→ Ejercicio A:
Según el fragmento sobre el pasaporte Covid, ¿a qué derechos afectaba ese pasaporte, según el primer fallo del tribunal vasco?
→ Ejercicio B:
Enumera todas las cosas de las que, según el fragmento, iba cuajada la réplica del Supremo.

→ Fragmento seleccionado:
__________

Es ahí, precisamente, donde comenzó a torcerse esta aventura gubernativa del pasaporte Covid. Hasta entonces todo iba caminando por lo segado, como dicen en Asturias. El Tribunal Supremo del País Vasco, en un primer momento, denegó a la administración autonómica el establecimiento del pasaporte Covid porque “afectaba a derechos como el de reunión, libertades de circulación, expresión y creación artística”. Eso son palabras mayores. Además, está en los manuales de primer curso de cualquier carrera de leyes.

Pero entonces llegó la réplica del Supremo, cuajada de distingos, adjetivos, matizaciones y circunloquios que podríamos escuchar en un programa de José Mota, pero raramente en una citación judicial: que si “la distinta gravedad actual de la pandemia, la menor agresividad de la enfermedad en muchos casos, la más reducida ocupación hospitalaria y de las unidades de cuidados intensivos que en ocasiones precedentes no justifican prescindir de las prevenciones necesarias para evitar que se reproduzcan los momentos críticos del pasado”, etc. etc.

__________

→ Datos disponibles:

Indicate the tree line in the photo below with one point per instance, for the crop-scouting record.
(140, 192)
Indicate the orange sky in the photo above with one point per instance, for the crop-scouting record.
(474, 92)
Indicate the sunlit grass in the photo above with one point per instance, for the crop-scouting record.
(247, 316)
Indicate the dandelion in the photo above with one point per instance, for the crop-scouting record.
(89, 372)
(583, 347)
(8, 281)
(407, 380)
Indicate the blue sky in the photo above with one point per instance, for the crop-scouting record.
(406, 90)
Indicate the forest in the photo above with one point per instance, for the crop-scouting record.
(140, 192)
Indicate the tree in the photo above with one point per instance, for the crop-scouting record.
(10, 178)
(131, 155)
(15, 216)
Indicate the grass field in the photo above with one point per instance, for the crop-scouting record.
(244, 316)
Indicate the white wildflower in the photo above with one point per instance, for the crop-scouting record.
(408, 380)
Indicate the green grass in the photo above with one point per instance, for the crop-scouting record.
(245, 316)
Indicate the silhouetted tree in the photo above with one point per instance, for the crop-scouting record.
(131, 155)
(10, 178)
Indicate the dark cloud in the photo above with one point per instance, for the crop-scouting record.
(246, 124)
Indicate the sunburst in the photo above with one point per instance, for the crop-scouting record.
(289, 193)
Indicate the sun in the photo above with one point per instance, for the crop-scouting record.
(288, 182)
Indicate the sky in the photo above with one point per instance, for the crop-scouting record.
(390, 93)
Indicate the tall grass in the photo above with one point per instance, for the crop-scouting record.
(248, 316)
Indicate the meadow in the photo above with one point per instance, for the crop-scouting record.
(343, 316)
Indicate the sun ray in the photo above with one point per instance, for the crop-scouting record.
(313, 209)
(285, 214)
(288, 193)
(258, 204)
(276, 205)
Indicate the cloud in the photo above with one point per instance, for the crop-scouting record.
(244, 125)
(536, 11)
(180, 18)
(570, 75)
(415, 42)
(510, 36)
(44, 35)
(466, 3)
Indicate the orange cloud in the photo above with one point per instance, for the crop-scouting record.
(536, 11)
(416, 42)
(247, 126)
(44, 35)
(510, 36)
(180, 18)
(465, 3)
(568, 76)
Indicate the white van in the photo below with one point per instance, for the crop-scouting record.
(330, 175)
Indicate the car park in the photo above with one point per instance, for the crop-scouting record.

__________

→ Resultado del ejercicio A:
Afectaba al derecho de reunión y a las libertades de circulación, expresión y creación artística.

→ Resultado del ejercicio B:
Distingos, adjetivos, matizaciones y circunloquios.